*** Bestudeerde tekst ***
Boekaankondigingen.
Dr. Georg. Penon. Bijdragen tot de Geschiedenis der Nederlandsche Letterkunde. Eerste deeltje. Te Groningen bij J.B. Wolters, 1881.
De ‘Bijdragen’ waarvan hier het eerste deeltje verschijnt, verdienen alleszins de ondersteuning van hen, die zich met de beoefening der Nederlandsche taal- en letterkunde bezighouden. De schr. die zich door tal van studiën vooral, die welke op Vondel betrekking hebben, als degelijk onderzoeker heeft doen kennen behandelt hier het eevste deel der ‘Verscheyde Nederduytsche Gedichten’ een belangrijke verzameling gedichten van de Groot, Hooft, van Baerle, Huygens, Vondel e.a. de bibliographische en andere nasporingen hier aangeteekend, hebben wel de bedoelde verzameling tot uitgangspunt, maar ze betreffen het leven en den tijd van alle groote mannen, wier verzen hier voorkomen en de uitgaven hunner werken ook in later tijd.
Het tweede deel der ‘Verscheyde Nederduitsche Gedichten’ verschijnt in 't volgende deeltje. In het derde zal een opstel over den Sydrach verschijnen.
De tweede helft van dit eerste deeltje wordt ingenomen door een afdruk van den Apollonius van Tyrus. Dit stuk wordt voorafgegaan door een zeer belangrijke studie van 40 bl. die tevens zeker een zeer volledig overzicht geeft van de veelomvattende literatuur over dit onderwerp. Naar aanleiding van bl. 84 eene opmerking; ik lees daar namelijk: ‘Verder is de historie van Apollonius opgenomen in Gap. 153 der Gesta Romanorum, eene in ongeveer 1350 tot stand gekomen verzameling van verhalen, sagen en legenden, die in de Middeleeuwen zeer in den smaak viel.’
Uit deze regelen blijkt m.i. vrij duidelijk, dat de schr. de Gesta voor een zoo goed als onbekende verzameling verhalen enz. houdt en hij heeft volkomen gelijk. Dit is zeer te betreuren; een overgroot aantal verhalen is òf aan de Gesta ontleend òf aan dezelfde verhalen, waaraan de Gesta ontleend werden (Sansovino, Boccaccio, de Perzische dichter Saadi e.a. nevens de Gesta door de dichters sedert de zestiende eeuw bewerkt).
*** Invoergegevens ***
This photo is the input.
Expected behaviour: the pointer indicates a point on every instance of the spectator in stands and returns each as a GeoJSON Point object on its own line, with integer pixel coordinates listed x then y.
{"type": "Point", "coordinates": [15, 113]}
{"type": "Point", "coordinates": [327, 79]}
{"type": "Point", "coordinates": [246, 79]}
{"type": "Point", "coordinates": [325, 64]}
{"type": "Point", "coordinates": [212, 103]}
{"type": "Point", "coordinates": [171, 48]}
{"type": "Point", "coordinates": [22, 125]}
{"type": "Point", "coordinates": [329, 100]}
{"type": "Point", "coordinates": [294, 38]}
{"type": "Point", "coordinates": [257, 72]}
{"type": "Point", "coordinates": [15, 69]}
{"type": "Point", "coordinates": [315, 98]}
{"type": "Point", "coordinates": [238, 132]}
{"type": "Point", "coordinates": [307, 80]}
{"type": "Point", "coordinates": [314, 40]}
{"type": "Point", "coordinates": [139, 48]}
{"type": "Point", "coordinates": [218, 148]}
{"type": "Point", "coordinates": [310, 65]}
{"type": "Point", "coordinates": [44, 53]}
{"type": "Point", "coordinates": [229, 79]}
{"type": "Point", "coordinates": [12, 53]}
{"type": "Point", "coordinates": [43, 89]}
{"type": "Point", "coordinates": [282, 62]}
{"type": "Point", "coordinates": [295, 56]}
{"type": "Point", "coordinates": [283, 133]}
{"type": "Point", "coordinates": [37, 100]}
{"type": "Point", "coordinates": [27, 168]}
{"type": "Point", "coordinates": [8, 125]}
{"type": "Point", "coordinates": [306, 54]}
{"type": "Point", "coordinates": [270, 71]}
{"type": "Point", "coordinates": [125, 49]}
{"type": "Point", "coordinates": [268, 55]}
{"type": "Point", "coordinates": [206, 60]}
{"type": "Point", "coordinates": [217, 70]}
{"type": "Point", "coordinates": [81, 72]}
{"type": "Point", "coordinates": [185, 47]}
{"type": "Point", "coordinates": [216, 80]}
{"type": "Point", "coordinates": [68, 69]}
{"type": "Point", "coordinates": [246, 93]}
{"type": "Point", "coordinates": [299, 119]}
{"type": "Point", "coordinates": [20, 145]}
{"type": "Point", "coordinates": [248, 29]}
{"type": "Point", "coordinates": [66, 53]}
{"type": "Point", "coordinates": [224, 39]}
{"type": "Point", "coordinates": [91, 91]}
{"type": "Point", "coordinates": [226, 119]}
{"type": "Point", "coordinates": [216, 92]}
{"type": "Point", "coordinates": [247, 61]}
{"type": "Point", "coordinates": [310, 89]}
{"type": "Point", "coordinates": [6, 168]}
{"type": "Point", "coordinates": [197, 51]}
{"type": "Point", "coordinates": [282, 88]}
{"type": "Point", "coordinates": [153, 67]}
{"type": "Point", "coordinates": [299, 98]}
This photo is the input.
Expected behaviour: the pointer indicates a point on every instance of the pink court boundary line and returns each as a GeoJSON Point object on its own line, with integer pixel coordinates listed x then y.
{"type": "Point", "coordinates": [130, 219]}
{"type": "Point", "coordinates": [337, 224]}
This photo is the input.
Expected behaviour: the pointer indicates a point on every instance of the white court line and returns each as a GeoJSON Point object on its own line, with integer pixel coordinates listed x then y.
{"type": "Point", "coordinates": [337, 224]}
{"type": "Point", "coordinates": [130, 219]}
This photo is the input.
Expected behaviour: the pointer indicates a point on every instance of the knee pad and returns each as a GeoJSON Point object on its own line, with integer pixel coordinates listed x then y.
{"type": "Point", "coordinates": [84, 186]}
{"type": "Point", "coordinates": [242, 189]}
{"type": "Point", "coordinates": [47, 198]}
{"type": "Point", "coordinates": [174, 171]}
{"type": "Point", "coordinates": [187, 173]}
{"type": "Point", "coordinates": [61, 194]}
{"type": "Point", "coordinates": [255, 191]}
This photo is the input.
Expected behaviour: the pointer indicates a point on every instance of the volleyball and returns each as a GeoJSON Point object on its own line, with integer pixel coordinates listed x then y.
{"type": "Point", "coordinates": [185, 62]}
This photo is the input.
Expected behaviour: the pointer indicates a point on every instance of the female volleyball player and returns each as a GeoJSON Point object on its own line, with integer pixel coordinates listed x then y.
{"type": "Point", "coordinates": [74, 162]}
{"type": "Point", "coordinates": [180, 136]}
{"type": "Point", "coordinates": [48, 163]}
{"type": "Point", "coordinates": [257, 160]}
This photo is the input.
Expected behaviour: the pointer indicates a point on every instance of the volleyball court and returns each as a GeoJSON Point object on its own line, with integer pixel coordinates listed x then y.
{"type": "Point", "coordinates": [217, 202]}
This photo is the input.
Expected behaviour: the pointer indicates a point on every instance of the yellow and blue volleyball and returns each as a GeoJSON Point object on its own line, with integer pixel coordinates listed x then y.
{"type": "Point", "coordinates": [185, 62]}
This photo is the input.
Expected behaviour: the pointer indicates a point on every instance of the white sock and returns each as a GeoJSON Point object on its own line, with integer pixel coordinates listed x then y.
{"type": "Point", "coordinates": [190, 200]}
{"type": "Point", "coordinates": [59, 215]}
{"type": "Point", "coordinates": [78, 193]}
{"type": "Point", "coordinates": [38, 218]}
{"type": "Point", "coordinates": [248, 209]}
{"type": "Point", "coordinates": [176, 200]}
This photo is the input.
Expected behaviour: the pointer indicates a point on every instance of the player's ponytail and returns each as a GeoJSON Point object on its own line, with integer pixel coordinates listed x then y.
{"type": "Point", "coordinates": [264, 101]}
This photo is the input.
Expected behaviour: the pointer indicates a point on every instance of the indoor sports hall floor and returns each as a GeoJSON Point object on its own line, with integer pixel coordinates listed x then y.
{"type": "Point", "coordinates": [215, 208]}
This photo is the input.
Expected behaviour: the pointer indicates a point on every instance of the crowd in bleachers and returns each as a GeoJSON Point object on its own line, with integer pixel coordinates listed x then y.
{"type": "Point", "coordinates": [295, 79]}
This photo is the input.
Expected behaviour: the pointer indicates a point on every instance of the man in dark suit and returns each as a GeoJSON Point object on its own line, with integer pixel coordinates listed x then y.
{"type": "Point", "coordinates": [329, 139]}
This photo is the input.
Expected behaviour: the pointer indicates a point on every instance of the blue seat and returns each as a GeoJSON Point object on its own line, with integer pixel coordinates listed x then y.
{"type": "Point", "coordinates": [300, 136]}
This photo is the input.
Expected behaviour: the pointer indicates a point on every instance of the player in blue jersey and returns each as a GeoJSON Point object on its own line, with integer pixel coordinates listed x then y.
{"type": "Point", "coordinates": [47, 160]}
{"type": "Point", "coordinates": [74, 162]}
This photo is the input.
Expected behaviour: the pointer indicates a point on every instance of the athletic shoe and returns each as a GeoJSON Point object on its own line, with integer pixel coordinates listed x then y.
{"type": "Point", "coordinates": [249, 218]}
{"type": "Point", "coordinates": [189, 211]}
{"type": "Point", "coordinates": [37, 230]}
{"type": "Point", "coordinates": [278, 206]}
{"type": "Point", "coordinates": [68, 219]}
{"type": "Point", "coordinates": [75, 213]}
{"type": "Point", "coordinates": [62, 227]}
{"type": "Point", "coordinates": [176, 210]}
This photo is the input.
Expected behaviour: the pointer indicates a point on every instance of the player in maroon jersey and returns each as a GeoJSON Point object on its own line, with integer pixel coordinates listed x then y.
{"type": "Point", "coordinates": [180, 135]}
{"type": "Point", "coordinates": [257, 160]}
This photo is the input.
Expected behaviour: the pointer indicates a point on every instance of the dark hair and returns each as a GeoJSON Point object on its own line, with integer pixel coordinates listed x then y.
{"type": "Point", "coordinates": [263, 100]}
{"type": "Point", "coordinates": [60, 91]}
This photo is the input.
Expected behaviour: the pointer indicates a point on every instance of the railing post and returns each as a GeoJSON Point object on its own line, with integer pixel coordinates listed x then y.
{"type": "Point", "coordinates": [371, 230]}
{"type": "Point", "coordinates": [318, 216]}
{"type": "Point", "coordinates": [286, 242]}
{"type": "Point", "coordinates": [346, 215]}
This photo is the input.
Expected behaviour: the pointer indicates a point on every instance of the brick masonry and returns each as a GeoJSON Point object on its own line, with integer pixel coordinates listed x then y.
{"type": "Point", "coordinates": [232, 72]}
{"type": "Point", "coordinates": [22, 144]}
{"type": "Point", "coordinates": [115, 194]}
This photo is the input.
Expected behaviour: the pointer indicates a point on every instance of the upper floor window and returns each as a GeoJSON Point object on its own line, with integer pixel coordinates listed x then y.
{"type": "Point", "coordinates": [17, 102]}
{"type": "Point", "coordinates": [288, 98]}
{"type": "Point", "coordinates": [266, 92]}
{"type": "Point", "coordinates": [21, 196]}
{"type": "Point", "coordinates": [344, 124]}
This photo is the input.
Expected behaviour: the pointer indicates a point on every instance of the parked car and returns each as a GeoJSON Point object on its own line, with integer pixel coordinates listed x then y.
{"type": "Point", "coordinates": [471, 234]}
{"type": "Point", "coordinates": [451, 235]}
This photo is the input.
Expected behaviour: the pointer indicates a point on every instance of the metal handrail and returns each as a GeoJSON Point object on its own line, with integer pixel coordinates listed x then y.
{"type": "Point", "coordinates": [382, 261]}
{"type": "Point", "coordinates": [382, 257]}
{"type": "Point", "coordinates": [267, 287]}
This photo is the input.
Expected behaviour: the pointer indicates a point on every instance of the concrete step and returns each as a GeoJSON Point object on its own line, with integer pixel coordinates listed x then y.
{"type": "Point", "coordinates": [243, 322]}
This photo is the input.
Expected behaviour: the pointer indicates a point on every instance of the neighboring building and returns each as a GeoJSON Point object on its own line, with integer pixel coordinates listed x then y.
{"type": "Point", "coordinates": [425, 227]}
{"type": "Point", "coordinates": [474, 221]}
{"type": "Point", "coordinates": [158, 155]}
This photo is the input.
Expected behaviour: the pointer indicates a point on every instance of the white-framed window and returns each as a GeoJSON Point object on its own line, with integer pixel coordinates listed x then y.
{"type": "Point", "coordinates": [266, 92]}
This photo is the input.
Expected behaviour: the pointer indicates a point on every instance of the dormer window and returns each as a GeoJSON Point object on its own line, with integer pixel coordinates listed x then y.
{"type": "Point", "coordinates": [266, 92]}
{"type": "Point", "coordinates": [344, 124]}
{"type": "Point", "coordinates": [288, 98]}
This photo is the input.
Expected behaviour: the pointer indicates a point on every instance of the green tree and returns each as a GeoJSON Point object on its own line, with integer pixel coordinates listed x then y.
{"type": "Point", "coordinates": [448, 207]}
***
> Oefenopdrachten:
1. Kun je de alinea uit de boekaankondiging die begint met "De ‘Bijdragen’ waarvan hier" korter weergeven of als lijst opschrijven, zonder de hoofdfeiten te verliezen?
2. Kun je uit de boekaankondiging letterlijk het stuk herhalen van "Boekaankondigingen." tot en met "in later tijd."?
Gebruik alleen de tekst.

> Uitwerkingen per opdracht:
1.
- De ‘Bijdragen’ verdienen de steun van iedereen die zich met de Nederlandse taal- en letterkunde bezighoudt.
- De schrijver staat door vele studies, vooral over Vondel, bekend als degelijk onderzoeker.
- Hij behandelt het eerste deel van de ‘Verscheyde Nederduytsche Gedichten’, een belangrijke verzameling gedichten van onder anderen de Groot, Hooft, van Baerle, Huygens en Vondel.
- Zijn bibliografische en andere nasporingen gaan uit van die verzameling. Ze betreffen echter ook het leven en de tijd van alle grote mannen van wie er verzen in staan, en de latere uitgaven van hun werk.

2.
Boekaankondigingen.
Dr. Georg. Penon. Bijdragen tot de Geschiedenis der Nederlandsche Letterkunde. Eerste deeltje. Te Groningen bij J.B. Wolters, 1881.
De ‘Bijdragen’ waarvan hier het eerste deeltje verschijnt, verdienen alleszins de ondersteuning van hen, die zich met de beoefening der Nederlandsche taal- en letterkunde bezighouden. De schr. die zich door tal van studiën vooral, die welke op Vondel betrekking hebben, als degelijk onderzoeker heeft doen kennen behandelt hier het eevste deel der ‘Verscheyde Nederduytsche Gedichten’ een belangrijke verzameling gedichten van de Groot, Hooft, van Baerle, Huygens, Vondel e.a. de bibliographische en andere nasporingen hier aangeteekend, hebben wel de bedoelde verzameling tot uitgangspunt, maar ze betreffen het leven en den tijd van alle groote mannen, wier verzen hier voorkomen en de uitgaven hunner werken ook in later tijd.